**Instructions to follow:**
The entries below should be output exactly as written.

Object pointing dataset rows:
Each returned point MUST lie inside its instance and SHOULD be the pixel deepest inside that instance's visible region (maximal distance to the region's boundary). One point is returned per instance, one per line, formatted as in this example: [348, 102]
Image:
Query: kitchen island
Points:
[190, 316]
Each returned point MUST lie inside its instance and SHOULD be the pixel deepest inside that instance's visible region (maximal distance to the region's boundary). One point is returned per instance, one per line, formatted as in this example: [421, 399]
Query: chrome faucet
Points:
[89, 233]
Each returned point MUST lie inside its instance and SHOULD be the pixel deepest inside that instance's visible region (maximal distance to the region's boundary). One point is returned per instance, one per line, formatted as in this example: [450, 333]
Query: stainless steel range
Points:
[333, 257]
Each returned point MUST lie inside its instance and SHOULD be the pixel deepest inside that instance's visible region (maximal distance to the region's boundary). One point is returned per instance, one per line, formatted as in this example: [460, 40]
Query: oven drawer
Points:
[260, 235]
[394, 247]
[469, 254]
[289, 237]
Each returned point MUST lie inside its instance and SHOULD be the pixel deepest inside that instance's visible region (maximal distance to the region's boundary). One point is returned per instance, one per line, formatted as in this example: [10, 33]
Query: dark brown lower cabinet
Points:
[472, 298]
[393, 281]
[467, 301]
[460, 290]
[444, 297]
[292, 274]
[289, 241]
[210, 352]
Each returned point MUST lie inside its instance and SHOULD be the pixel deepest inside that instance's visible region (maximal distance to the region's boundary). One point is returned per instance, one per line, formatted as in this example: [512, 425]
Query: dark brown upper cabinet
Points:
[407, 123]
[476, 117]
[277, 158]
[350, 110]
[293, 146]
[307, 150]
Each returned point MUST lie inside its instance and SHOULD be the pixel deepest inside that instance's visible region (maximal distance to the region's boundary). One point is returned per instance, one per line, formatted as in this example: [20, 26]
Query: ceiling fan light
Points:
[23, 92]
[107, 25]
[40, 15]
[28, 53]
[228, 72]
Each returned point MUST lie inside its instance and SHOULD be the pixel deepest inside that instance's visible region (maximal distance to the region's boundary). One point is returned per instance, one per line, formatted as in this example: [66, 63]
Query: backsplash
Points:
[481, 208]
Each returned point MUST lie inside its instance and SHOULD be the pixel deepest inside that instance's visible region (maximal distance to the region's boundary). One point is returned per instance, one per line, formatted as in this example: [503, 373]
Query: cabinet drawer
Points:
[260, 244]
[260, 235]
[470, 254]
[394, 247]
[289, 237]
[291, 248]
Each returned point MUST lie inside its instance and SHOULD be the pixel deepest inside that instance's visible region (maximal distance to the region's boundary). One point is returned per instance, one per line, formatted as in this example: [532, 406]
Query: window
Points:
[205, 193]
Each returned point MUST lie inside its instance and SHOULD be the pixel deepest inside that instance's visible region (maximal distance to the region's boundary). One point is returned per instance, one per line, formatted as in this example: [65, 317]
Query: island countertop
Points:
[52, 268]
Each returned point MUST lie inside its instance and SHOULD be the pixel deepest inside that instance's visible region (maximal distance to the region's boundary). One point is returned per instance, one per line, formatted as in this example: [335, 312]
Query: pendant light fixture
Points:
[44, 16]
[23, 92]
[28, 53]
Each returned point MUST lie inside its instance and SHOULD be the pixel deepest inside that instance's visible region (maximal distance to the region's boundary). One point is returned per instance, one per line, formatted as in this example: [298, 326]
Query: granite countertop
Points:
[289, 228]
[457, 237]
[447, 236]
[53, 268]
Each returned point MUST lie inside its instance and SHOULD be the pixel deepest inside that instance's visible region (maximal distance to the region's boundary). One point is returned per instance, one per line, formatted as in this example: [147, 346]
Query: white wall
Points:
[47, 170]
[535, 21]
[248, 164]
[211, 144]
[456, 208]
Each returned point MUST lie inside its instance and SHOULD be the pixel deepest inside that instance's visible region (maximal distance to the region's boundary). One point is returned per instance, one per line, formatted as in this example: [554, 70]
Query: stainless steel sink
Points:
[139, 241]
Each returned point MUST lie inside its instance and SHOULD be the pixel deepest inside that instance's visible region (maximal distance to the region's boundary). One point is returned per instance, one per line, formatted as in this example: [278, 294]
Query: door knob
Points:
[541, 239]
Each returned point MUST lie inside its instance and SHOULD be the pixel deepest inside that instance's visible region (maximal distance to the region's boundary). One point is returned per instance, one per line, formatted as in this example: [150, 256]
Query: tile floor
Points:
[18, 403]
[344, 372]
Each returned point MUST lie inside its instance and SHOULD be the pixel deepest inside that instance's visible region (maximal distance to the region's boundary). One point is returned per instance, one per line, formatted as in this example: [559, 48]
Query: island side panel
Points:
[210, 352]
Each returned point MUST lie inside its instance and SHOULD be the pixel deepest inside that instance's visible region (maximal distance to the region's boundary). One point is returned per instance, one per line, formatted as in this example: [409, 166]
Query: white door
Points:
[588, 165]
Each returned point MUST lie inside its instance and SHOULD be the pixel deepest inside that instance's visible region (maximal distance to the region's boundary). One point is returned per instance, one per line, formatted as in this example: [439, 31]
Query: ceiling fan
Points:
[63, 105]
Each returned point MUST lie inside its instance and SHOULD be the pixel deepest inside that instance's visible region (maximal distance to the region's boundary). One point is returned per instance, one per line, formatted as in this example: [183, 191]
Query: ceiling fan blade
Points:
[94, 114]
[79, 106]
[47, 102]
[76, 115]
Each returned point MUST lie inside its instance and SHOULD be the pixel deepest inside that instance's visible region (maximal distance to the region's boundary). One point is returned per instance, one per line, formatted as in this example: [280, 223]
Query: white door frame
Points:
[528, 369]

**The answer:**
Each returned point MUST lie inside its instance and SHOULD be the pixel deepest inside that instance's visible region (maximal distance to the region's boundary). One point is returned per instance, one per line, formatted as in this example: [348, 102]
Image:
Query: kitchen island
Points:
[190, 316]
Each returned point MUST lie inside its instance and SHOULD be the pixel deepest inside that instance's visible region (maximal distance to the region's boundary). One point is returned per instance, one per line, formatted as in this example: [421, 399]
Query: chrome faucet
Points:
[89, 233]
Each returned point MUST lie inside its instance and SHOULD be the pixel deepest inside that instance's visible region (maximal distance to the region's boundary). One point is returned per instance, one per line, formatted as in this example: [450, 333]
Query: stainless steel range
Points:
[333, 257]
Each returned point MUST lie inside its instance and SHOULD be the pixel deepest inside that instance's visible region (maximal distance to the region's boundary). One point is returned per instance, one per line, formatted as in this example: [460, 40]
Query: oven drawer
Points:
[260, 235]
[394, 247]
[469, 254]
[289, 237]
Each returned point MUST lie inside its instance and SHOULD be the pixel deepest inside that instance's visible region (maximal distance to the region's boundary). One point is returned per instance, one per line, formatted as in this example: [10, 33]
Query: dark brown lower cabinet
Points:
[472, 298]
[393, 281]
[467, 301]
[460, 290]
[444, 297]
[292, 274]
[289, 241]
[210, 352]
Each returned point MUST lie inside its instance and SHOULD be the pixel deepest inside that instance's visible region (maximal distance to the region's boundary). One point is returned per instance, one per line, formatted as in this example: [512, 425]
Query: dark brown upper cabinet
Points:
[407, 123]
[476, 117]
[277, 158]
[350, 110]
[293, 146]
[307, 150]
Each returned point MUST lie inside its instance and SHOULD be the pixel deepest inside that instance's visible region (maximal distance to the region's boundary). One point is returned per instance, one per line, formatted as in this example: [20, 26]
Query: ceiling fan light
Points:
[23, 92]
[107, 25]
[40, 15]
[28, 53]
[228, 72]
Each returned point MUST lie inside its instance and SHOULD be the pixel deepest inside that instance's visible region (maximal distance to the region's boundary). One point is returned per instance, one per line, formatted as in this example: [66, 63]
Query: backsplash
Points:
[481, 208]
Each returned point MUST lie inside its instance and SHOULD be the pixel deepest inside that instance's visible region (maximal distance to the region's boundary). One point is returned per instance, one per line, formatted as in this example: [503, 373]
Query: cabinet drawer
Points:
[260, 244]
[260, 235]
[470, 254]
[394, 247]
[289, 237]
[291, 248]
Each returned point MUST lie inside its instance and SHOULD be the pixel deepest inside that instance's visible region (maximal distance to the region's boundary). One point is returned per instance, one per line, formatted as in this example: [532, 406]
Query: window
Points:
[205, 193]
Each returned point MUST lie inside its instance and SHOULD be the pixel deepest inside that instance's visible region (maximal distance to the region's boundary). One point is returned per instance, one per line, formatted as in this example: [65, 317]
Query: island countertop
Points:
[52, 268]
Each returned point MUST lie inside its instance and SHOULD be the pixel deepest inside that instance's visible region (maximal distance to the region's boundary). One point is returned per instance, one per line, formatted as in this example: [335, 312]
Query: pendant light fixture
Points:
[44, 16]
[23, 92]
[28, 53]
Each returned point MUST lie inside its instance and SHOULD be the pixel deepest inside that instance's visible region (maximal distance to the region's boundary). One point is returned per instance, one per line, formatted as in this example: [298, 326]
Query: granite countertop
Points:
[289, 228]
[457, 237]
[447, 236]
[53, 268]
Each returned point MUST lie inside its instance and SHOULD be the pixel deepest inside that instance's visible region (maximal distance to the region's boundary). One point is returned per instance, one per line, formatted as in this example: [147, 346]
Query: white wall
Points:
[47, 170]
[535, 21]
[248, 164]
[211, 144]
[456, 208]
Each returned point MUST lie inside its instance and SHOULD be the pixel deepest inside that instance's visible region (maximal distance to the region's boundary). One point is returned per instance, one per line, formatted as in this example: [554, 70]
Query: stainless steel sink
Points:
[139, 241]
Each returned point MUST lie inside its instance and SHOULD be the pixel deepest inside that instance's visible region (maximal distance to the region's boundary). One point is returned per instance, one per line, formatted as in this example: [278, 294]
Query: door knob
Points:
[541, 239]
Each returned point MUST lie inside its instance and SHOULD be the pixel deepest inside that instance's visible region (maximal distance to the region's boundary). One point is returned per instance, one per line, formatted as in this example: [150, 256]
Query: tile floor
Points:
[18, 403]
[344, 372]
Each returned point MUST lie inside its instance and SHOULD be the pixel deepest inside that instance's visible region (maximal distance to the region's boundary). One point is returned per instance, one per line, formatted as in this example: [559, 48]
Query: island side panel
Points:
[210, 352]
Each returned point MUST lie inside its instance and SHOULD be the pixel deepest inside that instance's visible region (maximal distance to the region's boundary). One point is returned per instance, one per line, formatted as in this example: [409, 166]
Query: white door
Points:
[588, 165]
Each returned point MUST lie inside its instance and SHOULD be the pixel deepest inside that instance's visible region (maximal distance to the region's boundary). One point is returned per instance, one per line, formatted as in this example: [439, 31]
Query: ceiling fan
Points:
[63, 105]
Each returned point MUST lie inside its instance and SHOULD be the pixel deepest inside that instance's visible region (maximal distance to the region's boundary). One point is returned per instance, one per line, formatted as in this example: [183, 191]
Query: ceiling fan blade
Points:
[94, 114]
[79, 106]
[47, 102]
[76, 115]
Each returned point MUST lie inside its instance and SHOULD be the pixel deepest inside that instance's visible region (maximal distance to the region's boundary). One point is returned per instance, one per line, formatted as in this example: [280, 223]
Query: white door frame
Points:
[528, 369]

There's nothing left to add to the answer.